*CHECK YOUR UNDERSTANDING*
• a. In the forum thread on cleaver advice below, list every place suggested to spec for finding a cleaver.
• b. Return the portion of the forum thread on cleaver advice below that falls between "Nuttin' wrong with" and "pops6927 (Nov 27, 2012)", inclusive.

*EXCERPTED PASSAGE*
'''
# Spec Needs Cleaver advice



## spec (Nov 27, 2012)

Hey Guys,

I need some Cleaver advice...

I just inherited a flock of chickens in need of Butcher...18 of them...AND  discovered that my beloved HIKORO 7" older than I am... cleaver got stolen out of the back of my truck when my chainsaw, Cooking crate, and stuff  last week 

I need a good Cleaver for 50 bux or under...

NSF handle and a curved heavy, full tange, curved blade

Any suggestions on where to find such an animal?


----------



## diggingdogfarm (Nov 27, 2012)

Check eBay.

Are you killing them with a cleaver?

You don't need a cleaver to do that, it fact, it's recommend that you don't chop the head off.
If you just sever the jugular with a knife, the heart will beat longer, pumping out all the blood.


~Martin


----------



## spec (Nov 27, 2012)

Diggin

I'm working in a small space, and kind of fond of them. and will be working with someone who has never butchered a live bird, too messy and I might be doing this alone...I really hate the slaughter but don't mind the cleaning...plus they are mostly stew hens, I've always used a cleaver for 1/4ing

No plucking a quick skin and 1/4

I'm not going to bother with the wings just 1/4 them off keep the drumstick/thigh for sausage

Hell it's been 15 years or better since I butchered any birds


----------



## diggingdogfarm (Nov 27, 2012)

Nuttin' wrong with stew hens, I love 'em.

We used to raise as many as 1.300 fryers and broilers on pasture each summer until we got sick of it. LOL
Now no more than a couple hundred.

~Martin


----------



## pops6927 (Nov 27, 2012)

http://www.acemart.com/search.ep?keyWords=cleaver&ac=1

http://www.hubert.com/pres56417/Dexter-Russell-Sani-Safe-1sup1-sup-sub2-sub-Lb.-Cleaver.html

should do it!

Or, go to your local Restaurant Supply, they should have it!


----------



## spec (Nov 27, 2012)
'''
*EXTRACTED DATA*
'''
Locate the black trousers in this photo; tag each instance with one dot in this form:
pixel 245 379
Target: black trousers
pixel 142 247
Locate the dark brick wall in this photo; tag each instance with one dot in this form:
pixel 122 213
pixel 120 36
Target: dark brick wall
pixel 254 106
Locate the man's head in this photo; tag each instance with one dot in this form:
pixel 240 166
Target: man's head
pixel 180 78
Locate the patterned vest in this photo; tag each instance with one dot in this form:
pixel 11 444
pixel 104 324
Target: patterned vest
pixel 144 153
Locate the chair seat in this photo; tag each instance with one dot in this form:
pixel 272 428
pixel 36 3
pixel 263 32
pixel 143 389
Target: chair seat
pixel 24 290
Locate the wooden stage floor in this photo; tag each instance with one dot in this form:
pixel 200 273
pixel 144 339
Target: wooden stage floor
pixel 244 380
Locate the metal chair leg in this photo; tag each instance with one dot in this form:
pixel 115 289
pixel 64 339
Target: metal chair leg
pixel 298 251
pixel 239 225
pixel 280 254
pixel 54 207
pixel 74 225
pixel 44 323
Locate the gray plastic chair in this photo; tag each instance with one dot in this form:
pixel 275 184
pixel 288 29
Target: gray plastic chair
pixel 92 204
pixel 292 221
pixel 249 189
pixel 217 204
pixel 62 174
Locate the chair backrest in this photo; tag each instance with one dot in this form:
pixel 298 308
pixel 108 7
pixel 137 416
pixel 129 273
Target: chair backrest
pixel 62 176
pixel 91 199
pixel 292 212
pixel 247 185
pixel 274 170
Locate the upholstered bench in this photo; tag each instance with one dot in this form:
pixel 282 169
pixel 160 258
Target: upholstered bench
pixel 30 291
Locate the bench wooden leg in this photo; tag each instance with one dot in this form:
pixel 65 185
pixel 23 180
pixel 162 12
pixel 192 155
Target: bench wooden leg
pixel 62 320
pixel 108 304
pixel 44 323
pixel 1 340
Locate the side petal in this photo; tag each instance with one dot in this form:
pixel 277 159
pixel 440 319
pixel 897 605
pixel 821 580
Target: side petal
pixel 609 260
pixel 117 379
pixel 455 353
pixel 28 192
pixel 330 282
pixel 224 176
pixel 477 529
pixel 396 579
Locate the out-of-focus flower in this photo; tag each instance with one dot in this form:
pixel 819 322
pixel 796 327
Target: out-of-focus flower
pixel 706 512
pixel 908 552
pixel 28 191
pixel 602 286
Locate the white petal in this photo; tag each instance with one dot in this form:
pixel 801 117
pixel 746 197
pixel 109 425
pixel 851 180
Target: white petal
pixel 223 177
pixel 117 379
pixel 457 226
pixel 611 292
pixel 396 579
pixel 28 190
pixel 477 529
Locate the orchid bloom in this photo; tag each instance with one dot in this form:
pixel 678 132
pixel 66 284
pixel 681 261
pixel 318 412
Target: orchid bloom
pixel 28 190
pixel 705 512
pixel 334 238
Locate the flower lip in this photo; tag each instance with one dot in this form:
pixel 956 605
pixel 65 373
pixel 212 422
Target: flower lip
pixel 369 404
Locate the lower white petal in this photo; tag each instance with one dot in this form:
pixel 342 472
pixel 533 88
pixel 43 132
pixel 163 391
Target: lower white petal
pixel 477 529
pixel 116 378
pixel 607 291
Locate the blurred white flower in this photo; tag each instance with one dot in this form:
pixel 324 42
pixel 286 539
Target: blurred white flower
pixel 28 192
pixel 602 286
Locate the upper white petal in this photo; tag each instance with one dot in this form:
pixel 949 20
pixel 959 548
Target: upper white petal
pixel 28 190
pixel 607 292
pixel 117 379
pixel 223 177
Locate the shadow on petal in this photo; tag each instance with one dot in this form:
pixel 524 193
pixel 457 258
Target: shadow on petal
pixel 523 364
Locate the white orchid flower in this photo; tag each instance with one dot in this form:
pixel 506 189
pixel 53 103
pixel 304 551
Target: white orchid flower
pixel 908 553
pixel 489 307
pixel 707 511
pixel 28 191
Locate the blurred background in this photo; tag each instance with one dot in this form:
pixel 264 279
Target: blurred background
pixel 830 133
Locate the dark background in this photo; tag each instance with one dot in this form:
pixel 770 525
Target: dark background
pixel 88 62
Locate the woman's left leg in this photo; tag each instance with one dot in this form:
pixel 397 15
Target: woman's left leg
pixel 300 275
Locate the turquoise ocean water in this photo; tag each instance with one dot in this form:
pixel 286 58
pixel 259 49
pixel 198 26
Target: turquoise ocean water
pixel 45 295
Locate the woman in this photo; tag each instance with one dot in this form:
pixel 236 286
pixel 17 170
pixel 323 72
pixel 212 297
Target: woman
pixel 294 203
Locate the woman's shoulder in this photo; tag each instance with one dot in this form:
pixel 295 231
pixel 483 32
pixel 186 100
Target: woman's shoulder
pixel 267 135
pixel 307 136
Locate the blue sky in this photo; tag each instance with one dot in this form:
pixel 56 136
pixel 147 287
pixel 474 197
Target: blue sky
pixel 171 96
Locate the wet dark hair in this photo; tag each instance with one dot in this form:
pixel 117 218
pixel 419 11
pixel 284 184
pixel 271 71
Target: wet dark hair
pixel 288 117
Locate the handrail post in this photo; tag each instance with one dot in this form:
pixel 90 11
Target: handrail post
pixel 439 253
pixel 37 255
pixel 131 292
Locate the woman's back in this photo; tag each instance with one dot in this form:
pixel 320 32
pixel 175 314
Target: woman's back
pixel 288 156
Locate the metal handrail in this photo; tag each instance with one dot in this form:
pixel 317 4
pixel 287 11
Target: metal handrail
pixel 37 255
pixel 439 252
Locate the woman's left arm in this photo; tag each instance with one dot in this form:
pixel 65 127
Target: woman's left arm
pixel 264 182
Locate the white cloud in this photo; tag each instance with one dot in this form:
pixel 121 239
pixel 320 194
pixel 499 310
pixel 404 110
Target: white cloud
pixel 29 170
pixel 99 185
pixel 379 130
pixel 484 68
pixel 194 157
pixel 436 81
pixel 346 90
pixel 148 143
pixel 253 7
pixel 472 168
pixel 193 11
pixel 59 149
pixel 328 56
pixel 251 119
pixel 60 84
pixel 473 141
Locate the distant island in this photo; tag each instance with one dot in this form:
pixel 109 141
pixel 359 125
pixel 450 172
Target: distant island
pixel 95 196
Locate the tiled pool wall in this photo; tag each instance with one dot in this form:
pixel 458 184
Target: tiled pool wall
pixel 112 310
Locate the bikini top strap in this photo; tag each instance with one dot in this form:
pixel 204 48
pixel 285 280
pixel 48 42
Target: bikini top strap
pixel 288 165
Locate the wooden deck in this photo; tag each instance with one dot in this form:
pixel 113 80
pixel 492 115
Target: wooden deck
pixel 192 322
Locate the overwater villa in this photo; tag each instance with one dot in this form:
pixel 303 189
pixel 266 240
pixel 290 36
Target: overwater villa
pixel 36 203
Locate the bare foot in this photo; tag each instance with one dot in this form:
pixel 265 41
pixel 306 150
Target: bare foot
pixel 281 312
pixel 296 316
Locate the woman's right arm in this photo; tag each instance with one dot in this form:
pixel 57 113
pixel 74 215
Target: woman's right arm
'''
*LIST OF SOLUTIONS*
• a.
- eBay
- the acemart.com search page for cleavers (http://www.acemart.com/search.ep?keyWords=cleaver&ac=1)
- the hubert.com page for a Dexter-Russell Sani-Safe cleaver (http://www.hubert.com/pres56417/Dexter-Russell-Sani-Safe-1sup1-sup-sub2-sub-Lb.-Cleaver.html)
- a local restaurant supply

• b.
Nuttin' wrong with stew hens, I love 'em.

We used to raise as many as 1.300 fryers and broilers on pasture each summer until we got sick of it. LOL
Now no more than a couple hundred.

~Martin


----------



## pops6927 (Nov 27, 2012)